» Selected excerpt
On 16 July and 8 August 2013, General Lee tendered his resignation from his chief position and from the Ministry of National Defense due to the poor handling of the minister on the death scandal of Corporal Hung Chung-chiu, but was rejected by Defense Minister Kao Hua-chu and Yen Ming. Both Kao and Yen asked him to stay in his post.

=== Deputy Minister of National Defense===
In early April 2014, speaking to the Foreign Affairs and National Defense Committee of the Legislative Yuan, Lee said that if the People's Liberation Army (PLA) were to invade Taiwan, they need at least four months for assault preparation, thus translated to the amount of advance warning Taiwan needs in such scenario. In the event of cross-strait war, the command has to come from Zhongnanhai, the headquarter of the Chinese Communist Party, by the task force formation at the Central Military Commission. The next step would be recalling all of the Chinese envoys in Taiwan, execute economic preparations and tighten control of Taiwanese business people in mainland China. He added that Taiwan has already prepared relevant measures with other countries and military reserve would be called in such attack scenario. Military confidence building measure can only be built between ROC Armed Forces and PLA only if the government of China renounces the use of force to achieve Chinese unification. The ROC Ministry of National Defense however would always remain neutral in any cross-strait issues, he added.

==Political career==
===Veterans minister for the Tsai Administration===
On 28 April 2016, Lee Hsiang-chou was designated to be the new Minister of the Veterans Affairs Council. He then took office on 20 May 2016. Prior to assuming the position, Lee registered as a political independent, ending his affiliation with the Kuomintang, which he had joined in 1969.

In December 2016, on his way to visit Thailand from Taiwan, Lee was denied stopover entry into Singapore for the purpose of visiting veterans of the Republic of China Armed Forces residing in the small island nation.

===Ambassador to Denmark===
Lee left the Veterans Affairs Council in February 2018, and was appointed Taiwan's representative to Denmark that October.

» Provided information
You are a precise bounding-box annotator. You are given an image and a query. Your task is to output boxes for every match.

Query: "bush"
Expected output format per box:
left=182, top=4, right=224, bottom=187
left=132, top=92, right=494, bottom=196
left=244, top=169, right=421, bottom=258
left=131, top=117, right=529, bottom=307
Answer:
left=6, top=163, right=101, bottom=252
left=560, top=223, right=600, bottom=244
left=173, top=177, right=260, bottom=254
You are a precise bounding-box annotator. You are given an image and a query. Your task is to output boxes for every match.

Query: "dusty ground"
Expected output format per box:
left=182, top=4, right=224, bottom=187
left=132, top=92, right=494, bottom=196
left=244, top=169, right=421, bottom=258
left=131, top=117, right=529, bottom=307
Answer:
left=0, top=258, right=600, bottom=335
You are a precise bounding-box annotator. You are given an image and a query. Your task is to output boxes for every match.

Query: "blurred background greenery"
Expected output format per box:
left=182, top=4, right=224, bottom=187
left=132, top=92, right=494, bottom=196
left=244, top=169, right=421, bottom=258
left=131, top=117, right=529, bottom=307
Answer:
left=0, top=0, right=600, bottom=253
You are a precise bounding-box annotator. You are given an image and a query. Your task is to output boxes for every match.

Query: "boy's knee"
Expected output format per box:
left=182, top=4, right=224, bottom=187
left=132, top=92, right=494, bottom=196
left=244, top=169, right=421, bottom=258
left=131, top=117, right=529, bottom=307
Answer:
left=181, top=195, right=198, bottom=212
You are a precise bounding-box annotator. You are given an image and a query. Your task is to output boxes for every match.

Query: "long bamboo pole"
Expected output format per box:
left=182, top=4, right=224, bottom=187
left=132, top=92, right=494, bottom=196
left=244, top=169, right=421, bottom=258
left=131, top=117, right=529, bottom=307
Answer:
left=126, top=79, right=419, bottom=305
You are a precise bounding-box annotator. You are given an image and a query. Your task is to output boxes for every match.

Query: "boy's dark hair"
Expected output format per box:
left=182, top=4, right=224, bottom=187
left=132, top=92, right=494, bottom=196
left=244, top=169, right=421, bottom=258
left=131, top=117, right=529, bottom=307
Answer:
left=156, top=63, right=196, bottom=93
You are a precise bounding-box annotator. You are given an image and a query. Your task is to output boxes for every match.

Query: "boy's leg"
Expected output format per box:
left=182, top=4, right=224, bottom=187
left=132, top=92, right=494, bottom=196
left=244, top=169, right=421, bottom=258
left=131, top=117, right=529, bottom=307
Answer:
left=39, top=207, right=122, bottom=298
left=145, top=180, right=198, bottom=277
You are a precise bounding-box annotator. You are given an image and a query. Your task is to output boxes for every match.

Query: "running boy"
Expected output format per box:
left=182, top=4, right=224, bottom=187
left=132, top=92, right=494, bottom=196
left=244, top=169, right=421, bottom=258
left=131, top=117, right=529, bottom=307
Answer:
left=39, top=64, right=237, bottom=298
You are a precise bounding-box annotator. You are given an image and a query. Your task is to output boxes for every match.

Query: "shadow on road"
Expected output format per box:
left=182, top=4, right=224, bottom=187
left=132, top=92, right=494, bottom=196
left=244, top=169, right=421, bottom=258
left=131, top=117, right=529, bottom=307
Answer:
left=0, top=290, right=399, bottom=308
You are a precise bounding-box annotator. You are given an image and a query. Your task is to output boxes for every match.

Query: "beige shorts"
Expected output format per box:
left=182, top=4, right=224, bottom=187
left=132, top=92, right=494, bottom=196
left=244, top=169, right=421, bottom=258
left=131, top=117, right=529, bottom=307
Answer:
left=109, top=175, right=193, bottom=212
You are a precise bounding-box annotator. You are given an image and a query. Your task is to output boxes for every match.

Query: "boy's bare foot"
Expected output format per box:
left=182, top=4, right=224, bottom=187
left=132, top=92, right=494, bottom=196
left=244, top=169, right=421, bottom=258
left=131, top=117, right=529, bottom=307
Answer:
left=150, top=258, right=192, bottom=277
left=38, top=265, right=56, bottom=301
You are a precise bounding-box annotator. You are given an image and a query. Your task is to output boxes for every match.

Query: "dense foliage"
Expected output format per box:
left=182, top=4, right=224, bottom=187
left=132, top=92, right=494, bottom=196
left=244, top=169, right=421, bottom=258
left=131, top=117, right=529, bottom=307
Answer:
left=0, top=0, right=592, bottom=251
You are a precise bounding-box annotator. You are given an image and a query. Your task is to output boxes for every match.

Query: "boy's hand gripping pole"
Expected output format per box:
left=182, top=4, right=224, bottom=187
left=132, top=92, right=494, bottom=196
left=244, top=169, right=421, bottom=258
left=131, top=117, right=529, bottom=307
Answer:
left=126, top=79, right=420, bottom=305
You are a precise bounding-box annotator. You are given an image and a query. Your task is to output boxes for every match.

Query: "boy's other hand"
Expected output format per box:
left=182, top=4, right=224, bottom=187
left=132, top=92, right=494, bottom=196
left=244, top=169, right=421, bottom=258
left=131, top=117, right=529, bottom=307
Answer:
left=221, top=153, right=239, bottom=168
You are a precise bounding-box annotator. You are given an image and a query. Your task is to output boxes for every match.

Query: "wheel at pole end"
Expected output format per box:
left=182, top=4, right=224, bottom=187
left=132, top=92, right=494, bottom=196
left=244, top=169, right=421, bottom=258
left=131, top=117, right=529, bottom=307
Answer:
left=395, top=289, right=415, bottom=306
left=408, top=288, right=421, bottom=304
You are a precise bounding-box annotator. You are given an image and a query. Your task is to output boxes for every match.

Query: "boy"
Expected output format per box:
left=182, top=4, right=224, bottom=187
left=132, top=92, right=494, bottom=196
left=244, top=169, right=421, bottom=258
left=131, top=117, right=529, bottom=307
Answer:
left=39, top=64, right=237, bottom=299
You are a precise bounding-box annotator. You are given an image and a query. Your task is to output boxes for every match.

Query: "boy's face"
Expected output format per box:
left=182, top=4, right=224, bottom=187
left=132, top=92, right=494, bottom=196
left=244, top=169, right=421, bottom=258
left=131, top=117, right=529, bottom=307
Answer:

» What the task requires
Can you retype the full passage on Lee Hsiang-chou's defense and political career from above, word for word?

» Result of this task
On 16 July and 8 August 2013, General Lee tendered his resignation from his chief position and from the Ministry of National Defense due to the poor handling of the minister on the death scandal of Corporal Hung Chung-chiu, but was rejected by Defense Minister Kao Hua-chu and Yen Ming. Both Kao and Yen asked him to stay in his post.

=== Deputy Minister of National Defense===
In early April 2014, speaking to the Foreign Affairs and National Defense Committee of the Legislative Yuan, Lee said that if the People's Liberation Army (PLA) were to invade Taiwan, they need at least four months for assault preparation, thus translated to the amount of advance warning Taiwan needs in such scenario. In the event of cross-strait war, the command has to come from Zhongnanhai, the headquarter of the Chinese Communist Party, by the task force formation at the Central Military Commission. The next step would be recalling all of the Chinese envoys in Taiwan, execute economic preparations and tighten control of Taiwanese business people in mainland China. He added that Taiwan has already prepared relevant measures with other countries and military reserve would be called in such attack scenario. Military confidence building measure can only be built between ROC Armed Forces and PLA only if the government of China renounces the use of force to achieve Chinese unification. The ROC Ministry of National Defense however would always remain neutral in any cross-strait issues, he added.

==Political career==
===Veterans minister for the Tsai Administration===
On 28 April 2016, Lee Hsiang-chou was designated to be the new Minister of the Veterans Affairs Council. He then took office on 20 May 2016. Prior to assuming the position, Lee registered as a political independent, ending his affiliation with the Kuomintang, which he had joined in 1969.

In December 2016, on his way to visit Thailand from Taiwan, Lee was denied stopover entry into Singapore for the purpose of visiting veterans of the Republic of China Armed Forces residing in the small island nation.

===Ambassador to Denmark===
Lee left the Veterans Affairs Council in February 2018, and was appointed Taiwan's representative to Denmark that October.